- _INSTRUÇÕES DO EXERCÍCIO_:
Responda, com base no texto sobre a política externa de Lula:
(a) Que produto Lula deu como exemplo de compra mais cara feita só para ajudar um vizinho, e de que país ele vem?
(b) Quem, dentro do governo, resiste à ideia de comprar produtos dos países mais pobres?
(c) No primeiro discurso da manhã, onde Lula disse que os fluxos financeiros e os investimentos continuam concentrados?

- _TEXTO FORNECIDO_:
####
Ao se reunir com militantes de
ONGs, Lula fez uma retrospectiva
da sua política externa. Respondeu a perguntas de três militantes
e fez uma revelação: sua determinação de importar produtos mais
caros de países pobres é motivo
de discórdia dentro do governo.
"Se você for levar em conta a
briga, a boa briga que nós temos
no governo, é que todo país do
mundo só quer vender, nenhum
país quer comprar. Todos só querem ter saldo comercial positivo.
Ninguém quer ter déficit comercial, mas o Brasil precisa vender e
precisa comprar."
A tal briga a que Lula se refere é
a seguinte: o ministro Celso Amorim (Relações Exteriores) vem dizendo reservadamente que o Brasil, para assumir a posição de liderança regional, precisa ser generoso com os países mais pobres.
Isso significa comprar seus produtos. A equipe econômica, interessada em manter alta a balança
comercial, resiste à idéia.
"Há países menores para quem
temos que facilitar as coisas para
que eles consigam vender seus
produtos para nós, às vezes [o
Brasil] pagando um pouco mais
caro", reforçou Lula.
O presidente deu um exemplo
de produto que o país paga mais
apenas para "ajudar" o vizinho.
"Temos que comprar determinados produtos que poderíamos
comprar mais barato no Canadá
ou em outra parte do mundo, mas
compramos aqui porque precisamos ajudar. É o caso do arroz do
Uruguai", afirmou.
Lula revelou ainda que tem dito
ao ministro Celso Amorim que,
para ajudar a Bolívia, o Brasil precisará até ajudá-la a produzir certos produtos para depois importá-los. "O mercado mundial é
muito fechado. Se não tivermos
essa política de solidariedade, não
daremos os passos que precisamos dar", afirmou.
Piscina e FMI
No primeiro discurso que fez
pela manhã, antes de encontrar os
militantes da chamada sociedade
civil organizada, Lula já havia dito
que "o comércio mundial não se
transformou em motor de desenvolvimento para a maioria, já que
os fluxos financeiros e os investimentos continuam concentrados
nos países desenvolvidos".
####
- _MATERIAL FORNECIDO_:
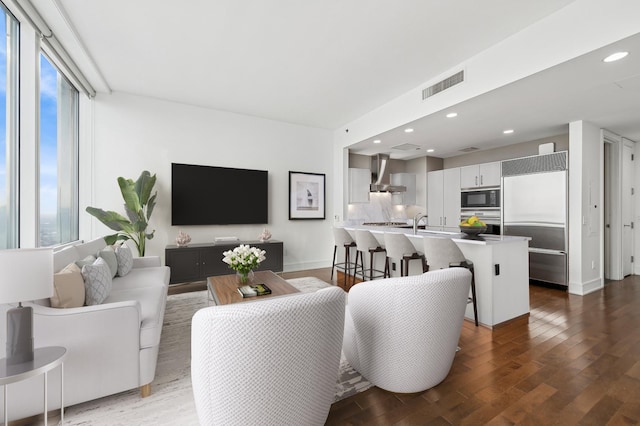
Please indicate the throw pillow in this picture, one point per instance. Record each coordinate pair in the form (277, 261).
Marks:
####
- _RESPOSTA DA TAREFA_:
(a) O arroz do Uruguai.
(b) A equipe econômica.
(c) Nos países desenvolvidos.